Whenever a line in the material below contains "woman", copy that line.
===============
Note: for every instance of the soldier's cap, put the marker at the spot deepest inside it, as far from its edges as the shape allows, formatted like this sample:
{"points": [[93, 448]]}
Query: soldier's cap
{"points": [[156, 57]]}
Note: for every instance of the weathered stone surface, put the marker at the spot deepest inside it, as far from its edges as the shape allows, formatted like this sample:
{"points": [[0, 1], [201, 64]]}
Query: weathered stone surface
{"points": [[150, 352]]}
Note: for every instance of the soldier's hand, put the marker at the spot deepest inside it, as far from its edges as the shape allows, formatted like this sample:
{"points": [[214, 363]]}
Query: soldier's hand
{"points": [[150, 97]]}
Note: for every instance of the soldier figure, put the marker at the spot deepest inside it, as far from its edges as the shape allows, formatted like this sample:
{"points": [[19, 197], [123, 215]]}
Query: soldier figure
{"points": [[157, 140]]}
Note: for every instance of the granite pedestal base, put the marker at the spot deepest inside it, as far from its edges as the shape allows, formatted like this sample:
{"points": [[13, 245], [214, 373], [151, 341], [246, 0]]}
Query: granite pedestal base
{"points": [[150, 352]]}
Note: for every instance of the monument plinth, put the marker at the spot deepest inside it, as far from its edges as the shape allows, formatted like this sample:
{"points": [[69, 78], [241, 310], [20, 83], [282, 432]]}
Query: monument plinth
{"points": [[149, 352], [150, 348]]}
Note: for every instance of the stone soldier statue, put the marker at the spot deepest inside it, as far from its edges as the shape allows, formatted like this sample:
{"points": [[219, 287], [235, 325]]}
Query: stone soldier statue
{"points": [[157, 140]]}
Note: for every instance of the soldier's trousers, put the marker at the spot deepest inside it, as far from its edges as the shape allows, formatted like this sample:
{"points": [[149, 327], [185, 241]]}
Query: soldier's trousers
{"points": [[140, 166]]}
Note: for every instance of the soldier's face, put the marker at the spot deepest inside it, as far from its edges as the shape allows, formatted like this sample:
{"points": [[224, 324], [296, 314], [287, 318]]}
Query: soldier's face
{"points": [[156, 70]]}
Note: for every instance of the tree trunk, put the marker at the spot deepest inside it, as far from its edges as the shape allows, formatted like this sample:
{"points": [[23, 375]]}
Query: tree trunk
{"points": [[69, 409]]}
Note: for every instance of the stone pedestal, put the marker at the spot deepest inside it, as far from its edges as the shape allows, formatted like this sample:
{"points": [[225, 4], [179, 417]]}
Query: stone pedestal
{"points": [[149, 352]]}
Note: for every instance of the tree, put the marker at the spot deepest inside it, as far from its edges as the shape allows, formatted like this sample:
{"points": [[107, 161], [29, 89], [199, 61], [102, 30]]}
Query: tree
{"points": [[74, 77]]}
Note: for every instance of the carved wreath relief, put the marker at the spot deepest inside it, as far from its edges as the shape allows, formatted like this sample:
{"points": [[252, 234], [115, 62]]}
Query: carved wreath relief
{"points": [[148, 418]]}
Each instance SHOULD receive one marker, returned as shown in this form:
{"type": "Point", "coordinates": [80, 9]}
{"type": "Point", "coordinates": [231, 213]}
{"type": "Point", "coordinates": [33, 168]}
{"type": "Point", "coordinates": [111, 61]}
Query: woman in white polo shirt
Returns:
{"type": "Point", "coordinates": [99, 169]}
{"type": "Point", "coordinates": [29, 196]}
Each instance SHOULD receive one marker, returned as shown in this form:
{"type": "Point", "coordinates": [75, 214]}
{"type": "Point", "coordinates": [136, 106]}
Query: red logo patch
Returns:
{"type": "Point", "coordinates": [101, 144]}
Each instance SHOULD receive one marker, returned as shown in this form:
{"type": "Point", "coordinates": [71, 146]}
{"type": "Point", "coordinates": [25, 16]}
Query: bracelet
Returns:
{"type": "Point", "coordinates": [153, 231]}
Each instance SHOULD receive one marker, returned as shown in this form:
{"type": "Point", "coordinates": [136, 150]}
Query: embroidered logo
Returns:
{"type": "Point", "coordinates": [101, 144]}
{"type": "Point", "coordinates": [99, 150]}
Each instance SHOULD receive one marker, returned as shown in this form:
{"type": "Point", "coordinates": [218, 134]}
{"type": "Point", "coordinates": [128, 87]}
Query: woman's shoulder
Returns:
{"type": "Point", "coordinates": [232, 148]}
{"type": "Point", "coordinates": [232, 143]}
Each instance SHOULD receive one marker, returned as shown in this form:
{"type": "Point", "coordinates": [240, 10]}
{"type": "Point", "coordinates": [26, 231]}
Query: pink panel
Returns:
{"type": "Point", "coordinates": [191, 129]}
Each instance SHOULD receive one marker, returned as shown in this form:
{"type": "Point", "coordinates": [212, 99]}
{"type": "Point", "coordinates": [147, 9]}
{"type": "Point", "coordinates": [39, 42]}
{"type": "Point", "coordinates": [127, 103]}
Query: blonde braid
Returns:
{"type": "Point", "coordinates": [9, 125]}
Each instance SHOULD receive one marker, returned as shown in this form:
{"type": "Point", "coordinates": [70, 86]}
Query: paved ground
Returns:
===============
(ANSWER TO THIS PROBLEM)
Query: woman in white polo shirt
Query: woman's shoulder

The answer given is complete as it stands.